[Task material start]

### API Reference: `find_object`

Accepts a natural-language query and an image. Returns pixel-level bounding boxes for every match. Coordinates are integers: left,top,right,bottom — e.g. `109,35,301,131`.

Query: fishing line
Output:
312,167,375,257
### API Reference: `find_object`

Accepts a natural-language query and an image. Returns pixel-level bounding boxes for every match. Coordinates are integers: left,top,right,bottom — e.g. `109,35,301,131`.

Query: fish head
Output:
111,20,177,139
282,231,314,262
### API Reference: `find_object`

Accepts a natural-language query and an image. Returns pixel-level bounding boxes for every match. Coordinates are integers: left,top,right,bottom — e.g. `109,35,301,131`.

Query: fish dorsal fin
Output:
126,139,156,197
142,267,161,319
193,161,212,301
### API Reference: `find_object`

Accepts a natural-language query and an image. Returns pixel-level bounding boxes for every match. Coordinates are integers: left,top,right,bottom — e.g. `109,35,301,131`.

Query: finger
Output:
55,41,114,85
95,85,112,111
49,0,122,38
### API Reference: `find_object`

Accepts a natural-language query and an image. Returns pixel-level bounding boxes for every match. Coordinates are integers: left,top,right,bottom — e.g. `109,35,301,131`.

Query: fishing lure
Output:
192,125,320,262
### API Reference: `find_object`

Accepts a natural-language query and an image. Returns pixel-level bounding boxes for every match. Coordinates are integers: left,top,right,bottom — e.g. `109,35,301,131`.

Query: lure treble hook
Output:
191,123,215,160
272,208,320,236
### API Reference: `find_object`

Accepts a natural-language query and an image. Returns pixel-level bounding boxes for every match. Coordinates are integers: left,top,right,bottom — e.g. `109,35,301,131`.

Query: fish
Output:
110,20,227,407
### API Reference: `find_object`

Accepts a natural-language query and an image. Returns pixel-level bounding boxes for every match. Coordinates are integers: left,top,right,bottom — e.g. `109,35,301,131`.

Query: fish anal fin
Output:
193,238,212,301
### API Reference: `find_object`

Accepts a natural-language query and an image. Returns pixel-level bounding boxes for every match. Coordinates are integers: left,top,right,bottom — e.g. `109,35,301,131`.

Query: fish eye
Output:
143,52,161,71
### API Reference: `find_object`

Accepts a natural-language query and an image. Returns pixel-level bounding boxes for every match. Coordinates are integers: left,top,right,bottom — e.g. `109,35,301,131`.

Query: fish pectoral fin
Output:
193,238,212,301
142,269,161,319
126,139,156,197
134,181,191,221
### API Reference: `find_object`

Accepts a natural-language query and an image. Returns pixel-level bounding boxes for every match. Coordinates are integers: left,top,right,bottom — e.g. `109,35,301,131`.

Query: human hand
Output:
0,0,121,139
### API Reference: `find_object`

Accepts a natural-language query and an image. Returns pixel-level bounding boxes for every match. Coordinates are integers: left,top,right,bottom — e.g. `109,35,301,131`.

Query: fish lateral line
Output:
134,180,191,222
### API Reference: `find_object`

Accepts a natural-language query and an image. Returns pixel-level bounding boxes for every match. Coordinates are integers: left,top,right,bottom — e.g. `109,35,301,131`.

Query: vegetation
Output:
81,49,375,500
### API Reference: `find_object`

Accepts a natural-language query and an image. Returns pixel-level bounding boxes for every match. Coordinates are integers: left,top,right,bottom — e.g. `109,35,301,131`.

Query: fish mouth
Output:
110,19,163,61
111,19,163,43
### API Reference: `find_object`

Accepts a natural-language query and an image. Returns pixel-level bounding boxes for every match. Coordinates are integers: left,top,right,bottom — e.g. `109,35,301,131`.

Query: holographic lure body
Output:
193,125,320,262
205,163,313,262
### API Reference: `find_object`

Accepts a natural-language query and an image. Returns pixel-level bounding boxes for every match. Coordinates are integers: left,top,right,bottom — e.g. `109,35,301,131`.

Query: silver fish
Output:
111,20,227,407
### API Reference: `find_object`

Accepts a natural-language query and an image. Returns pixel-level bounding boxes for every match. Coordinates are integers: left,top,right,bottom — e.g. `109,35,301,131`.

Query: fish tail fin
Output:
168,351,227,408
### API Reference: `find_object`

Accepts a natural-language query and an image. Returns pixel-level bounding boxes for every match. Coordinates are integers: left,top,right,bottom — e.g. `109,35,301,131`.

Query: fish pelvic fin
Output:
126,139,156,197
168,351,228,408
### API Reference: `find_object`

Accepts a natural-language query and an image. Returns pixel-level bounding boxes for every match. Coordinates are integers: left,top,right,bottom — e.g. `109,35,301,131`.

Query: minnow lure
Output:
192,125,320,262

[Task material end]
[Task material start]

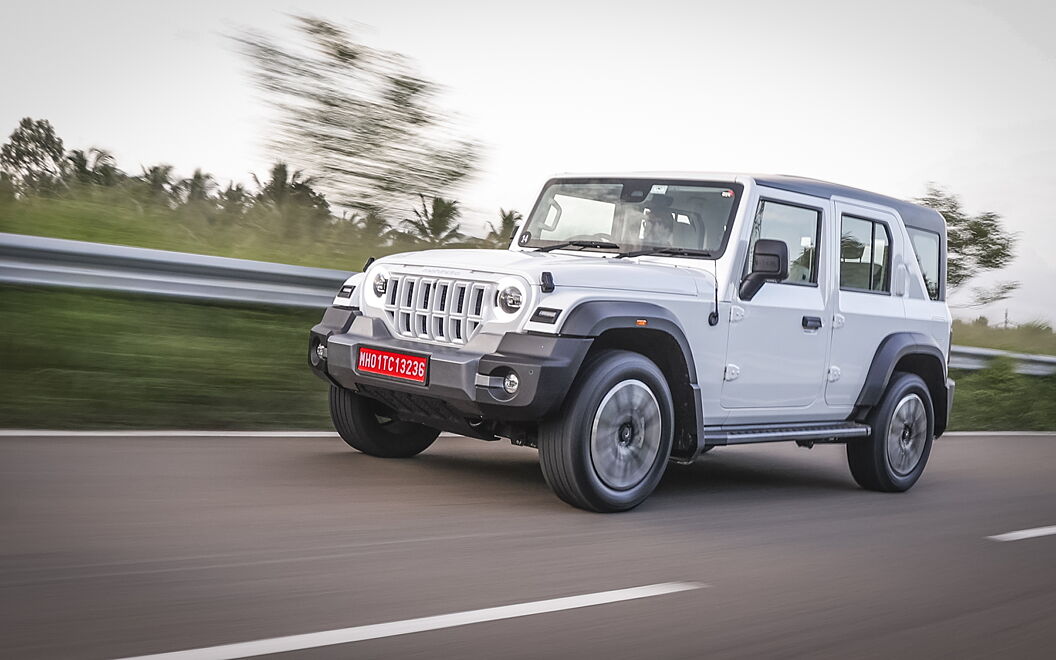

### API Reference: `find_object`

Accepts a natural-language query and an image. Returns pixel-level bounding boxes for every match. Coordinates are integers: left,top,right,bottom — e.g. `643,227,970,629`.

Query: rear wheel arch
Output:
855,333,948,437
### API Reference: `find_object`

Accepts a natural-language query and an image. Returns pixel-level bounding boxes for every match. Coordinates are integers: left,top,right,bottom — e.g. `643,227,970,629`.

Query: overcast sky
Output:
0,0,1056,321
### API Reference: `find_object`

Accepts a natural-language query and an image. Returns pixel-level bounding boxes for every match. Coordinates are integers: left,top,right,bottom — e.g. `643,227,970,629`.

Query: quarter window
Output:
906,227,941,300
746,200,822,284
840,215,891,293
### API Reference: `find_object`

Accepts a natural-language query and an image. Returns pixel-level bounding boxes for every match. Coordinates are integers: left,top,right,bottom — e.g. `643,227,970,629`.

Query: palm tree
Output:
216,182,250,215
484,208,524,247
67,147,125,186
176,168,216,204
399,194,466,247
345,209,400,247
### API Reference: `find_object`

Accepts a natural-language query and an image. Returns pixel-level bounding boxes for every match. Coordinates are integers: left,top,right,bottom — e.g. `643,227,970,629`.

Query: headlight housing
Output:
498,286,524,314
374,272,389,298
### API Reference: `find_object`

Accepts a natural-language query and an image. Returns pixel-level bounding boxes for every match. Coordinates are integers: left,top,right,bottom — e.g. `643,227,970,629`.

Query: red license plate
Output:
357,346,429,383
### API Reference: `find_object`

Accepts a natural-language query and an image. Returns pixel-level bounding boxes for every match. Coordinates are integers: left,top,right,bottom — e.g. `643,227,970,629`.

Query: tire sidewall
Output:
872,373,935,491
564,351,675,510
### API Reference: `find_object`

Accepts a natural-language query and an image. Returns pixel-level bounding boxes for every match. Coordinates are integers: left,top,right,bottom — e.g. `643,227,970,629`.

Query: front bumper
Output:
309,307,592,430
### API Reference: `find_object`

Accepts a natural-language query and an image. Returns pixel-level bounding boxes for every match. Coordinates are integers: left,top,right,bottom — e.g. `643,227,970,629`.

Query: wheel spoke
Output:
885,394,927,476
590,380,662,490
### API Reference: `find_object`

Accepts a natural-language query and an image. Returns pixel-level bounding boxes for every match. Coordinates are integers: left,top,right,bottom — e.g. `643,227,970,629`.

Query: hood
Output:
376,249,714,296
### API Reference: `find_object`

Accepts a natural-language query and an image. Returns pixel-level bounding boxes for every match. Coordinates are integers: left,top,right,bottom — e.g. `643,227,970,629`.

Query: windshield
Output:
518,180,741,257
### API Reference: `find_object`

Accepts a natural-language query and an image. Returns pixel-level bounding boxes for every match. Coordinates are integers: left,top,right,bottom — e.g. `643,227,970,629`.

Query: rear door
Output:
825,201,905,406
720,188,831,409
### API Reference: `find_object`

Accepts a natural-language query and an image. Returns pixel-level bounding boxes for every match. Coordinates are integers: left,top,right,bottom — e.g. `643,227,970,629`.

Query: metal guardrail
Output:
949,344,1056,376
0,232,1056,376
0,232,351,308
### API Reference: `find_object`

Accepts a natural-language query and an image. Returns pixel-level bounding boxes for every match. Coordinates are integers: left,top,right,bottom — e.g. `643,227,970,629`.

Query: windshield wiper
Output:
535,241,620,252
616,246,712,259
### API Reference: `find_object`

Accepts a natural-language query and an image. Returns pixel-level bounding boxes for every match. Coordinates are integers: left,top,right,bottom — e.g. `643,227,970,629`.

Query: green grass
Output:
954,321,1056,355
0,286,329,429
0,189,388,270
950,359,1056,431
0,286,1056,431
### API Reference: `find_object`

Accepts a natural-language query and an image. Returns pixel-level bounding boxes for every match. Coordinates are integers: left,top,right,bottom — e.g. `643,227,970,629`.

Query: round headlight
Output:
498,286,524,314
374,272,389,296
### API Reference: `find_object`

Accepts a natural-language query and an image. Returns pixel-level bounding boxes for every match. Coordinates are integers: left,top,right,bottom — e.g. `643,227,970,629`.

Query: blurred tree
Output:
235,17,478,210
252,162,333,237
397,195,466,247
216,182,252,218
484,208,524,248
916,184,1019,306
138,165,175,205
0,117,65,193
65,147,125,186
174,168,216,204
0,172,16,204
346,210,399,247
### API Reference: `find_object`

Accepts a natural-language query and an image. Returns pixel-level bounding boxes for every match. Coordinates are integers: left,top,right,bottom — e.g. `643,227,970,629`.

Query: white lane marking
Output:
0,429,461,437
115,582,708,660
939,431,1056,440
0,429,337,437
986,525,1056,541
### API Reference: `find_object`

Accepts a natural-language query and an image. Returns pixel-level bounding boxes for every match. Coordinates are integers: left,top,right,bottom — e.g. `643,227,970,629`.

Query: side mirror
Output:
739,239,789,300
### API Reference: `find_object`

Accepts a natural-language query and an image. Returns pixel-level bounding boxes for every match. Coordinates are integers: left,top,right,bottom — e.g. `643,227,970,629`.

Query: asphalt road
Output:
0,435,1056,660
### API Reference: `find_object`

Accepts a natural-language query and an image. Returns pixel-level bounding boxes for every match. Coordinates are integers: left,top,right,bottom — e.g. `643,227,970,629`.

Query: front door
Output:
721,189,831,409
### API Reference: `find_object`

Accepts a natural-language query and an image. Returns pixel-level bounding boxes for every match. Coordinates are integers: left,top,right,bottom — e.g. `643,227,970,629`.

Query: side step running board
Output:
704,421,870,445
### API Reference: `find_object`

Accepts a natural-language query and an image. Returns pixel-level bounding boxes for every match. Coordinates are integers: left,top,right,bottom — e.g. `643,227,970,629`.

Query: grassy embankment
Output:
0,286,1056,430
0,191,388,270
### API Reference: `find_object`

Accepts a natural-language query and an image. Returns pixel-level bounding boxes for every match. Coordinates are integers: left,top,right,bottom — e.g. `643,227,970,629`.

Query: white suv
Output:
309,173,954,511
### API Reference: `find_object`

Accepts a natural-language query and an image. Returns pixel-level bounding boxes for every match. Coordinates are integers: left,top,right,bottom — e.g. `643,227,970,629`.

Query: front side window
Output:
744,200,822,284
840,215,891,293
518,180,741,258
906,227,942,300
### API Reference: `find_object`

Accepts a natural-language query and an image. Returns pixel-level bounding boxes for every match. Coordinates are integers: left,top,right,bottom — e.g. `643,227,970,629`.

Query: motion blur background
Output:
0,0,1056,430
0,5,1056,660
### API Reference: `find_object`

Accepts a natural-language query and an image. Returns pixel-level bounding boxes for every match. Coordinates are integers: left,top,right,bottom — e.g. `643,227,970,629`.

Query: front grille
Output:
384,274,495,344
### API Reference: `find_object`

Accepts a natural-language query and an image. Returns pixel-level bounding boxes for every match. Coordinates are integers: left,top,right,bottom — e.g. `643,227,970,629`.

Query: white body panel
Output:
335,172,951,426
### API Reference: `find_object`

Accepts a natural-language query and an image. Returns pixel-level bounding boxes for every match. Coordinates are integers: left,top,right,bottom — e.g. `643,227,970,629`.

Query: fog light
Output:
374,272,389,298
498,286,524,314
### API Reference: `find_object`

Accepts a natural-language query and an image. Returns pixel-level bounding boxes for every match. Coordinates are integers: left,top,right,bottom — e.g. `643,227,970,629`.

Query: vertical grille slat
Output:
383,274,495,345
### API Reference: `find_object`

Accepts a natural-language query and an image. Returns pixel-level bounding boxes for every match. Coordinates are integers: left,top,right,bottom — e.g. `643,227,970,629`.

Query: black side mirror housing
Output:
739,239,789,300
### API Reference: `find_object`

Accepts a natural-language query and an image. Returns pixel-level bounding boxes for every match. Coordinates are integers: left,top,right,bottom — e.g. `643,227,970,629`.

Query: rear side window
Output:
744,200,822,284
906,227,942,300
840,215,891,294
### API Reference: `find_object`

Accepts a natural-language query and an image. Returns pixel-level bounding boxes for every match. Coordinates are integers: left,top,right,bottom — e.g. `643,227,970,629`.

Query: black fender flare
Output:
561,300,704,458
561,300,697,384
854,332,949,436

[Task material end]

### Goal
Please count the lines in the material above that contain the string "body" and reply with that number alone.

### Task result
2